Quote each of the rows below word for word, leaving none out and changing nothing.

BEGIN Exercise inputs

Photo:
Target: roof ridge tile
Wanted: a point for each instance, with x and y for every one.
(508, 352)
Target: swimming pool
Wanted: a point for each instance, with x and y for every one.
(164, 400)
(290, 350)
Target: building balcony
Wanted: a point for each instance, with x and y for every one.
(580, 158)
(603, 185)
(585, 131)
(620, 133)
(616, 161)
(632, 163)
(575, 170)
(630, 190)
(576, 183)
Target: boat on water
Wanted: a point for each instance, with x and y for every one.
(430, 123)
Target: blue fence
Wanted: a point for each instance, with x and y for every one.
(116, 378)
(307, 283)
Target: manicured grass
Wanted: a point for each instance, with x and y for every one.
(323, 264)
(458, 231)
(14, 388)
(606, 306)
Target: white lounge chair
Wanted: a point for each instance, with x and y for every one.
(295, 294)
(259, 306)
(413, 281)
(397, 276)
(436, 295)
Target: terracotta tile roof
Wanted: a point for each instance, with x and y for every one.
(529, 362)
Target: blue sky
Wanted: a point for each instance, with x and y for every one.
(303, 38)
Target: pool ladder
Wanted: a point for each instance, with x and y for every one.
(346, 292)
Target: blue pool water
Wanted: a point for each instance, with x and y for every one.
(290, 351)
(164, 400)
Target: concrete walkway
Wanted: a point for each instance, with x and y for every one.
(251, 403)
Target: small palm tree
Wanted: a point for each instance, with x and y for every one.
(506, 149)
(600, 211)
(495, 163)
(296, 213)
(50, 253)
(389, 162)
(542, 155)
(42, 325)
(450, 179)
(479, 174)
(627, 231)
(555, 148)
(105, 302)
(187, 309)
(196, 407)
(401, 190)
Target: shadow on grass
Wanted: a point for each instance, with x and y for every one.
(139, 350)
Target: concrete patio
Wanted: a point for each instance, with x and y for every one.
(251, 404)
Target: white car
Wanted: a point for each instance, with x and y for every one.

END Exercise inputs

* **Written answer**
Photo:
Target: roof ridge tile
Wanted: a point for each instance, with x and y for every one.
(508, 352)
Target: swimming pool
Wanted: a point for each instance, with x and y for every one.
(164, 400)
(290, 350)
Target: building balcony
Wanted: a point for each instance, with x and y for every one.
(580, 158)
(603, 185)
(585, 131)
(620, 133)
(616, 161)
(632, 163)
(575, 170)
(630, 190)
(576, 183)
Target: boat on water
Wanted: a point for each instance, with x and y for every one.
(430, 123)
Target: blue fence
Wanted: a point for each instance, with x and y for every one.
(116, 378)
(307, 283)
Target: manicured grass
Wanted: a point for each instance, with x and y for every one.
(323, 264)
(458, 231)
(14, 388)
(606, 306)
Target: white lounge chair
Wanted: a point for each instance, with x and y for every one.
(295, 294)
(259, 306)
(413, 281)
(397, 276)
(436, 295)
Target: terracotta tile roof
Wanted: a point for each instance, with x and y for every one.
(529, 362)
Target: blue sky
Wanted: a point for each instance, with x and y for every one.
(303, 38)
Target: pool ladder
Wanted: a point for each instance, with x and y for every one.
(346, 292)
Target: blue pool water
Wanted: a point for each instance, with x and y for every one.
(290, 351)
(164, 400)
Target: concrete walkway
Wanted: a point for each instance, with x and y for every one.
(251, 403)
Target: small palm tree
Wanted: a point for each instance, with x and y for every one.
(506, 149)
(600, 211)
(495, 163)
(296, 213)
(50, 253)
(389, 162)
(542, 155)
(42, 325)
(450, 179)
(479, 174)
(627, 231)
(555, 148)
(105, 302)
(187, 309)
(196, 407)
(401, 190)
Target: shadow on grass
Wanted: a point for each instance, with x and y for every one.
(139, 350)
Target: concrete patio
Wanted: a point for each instance, with x and y for every one.
(251, 404)
Target: white car
Wanted: a point for each instance, with x and y for every one.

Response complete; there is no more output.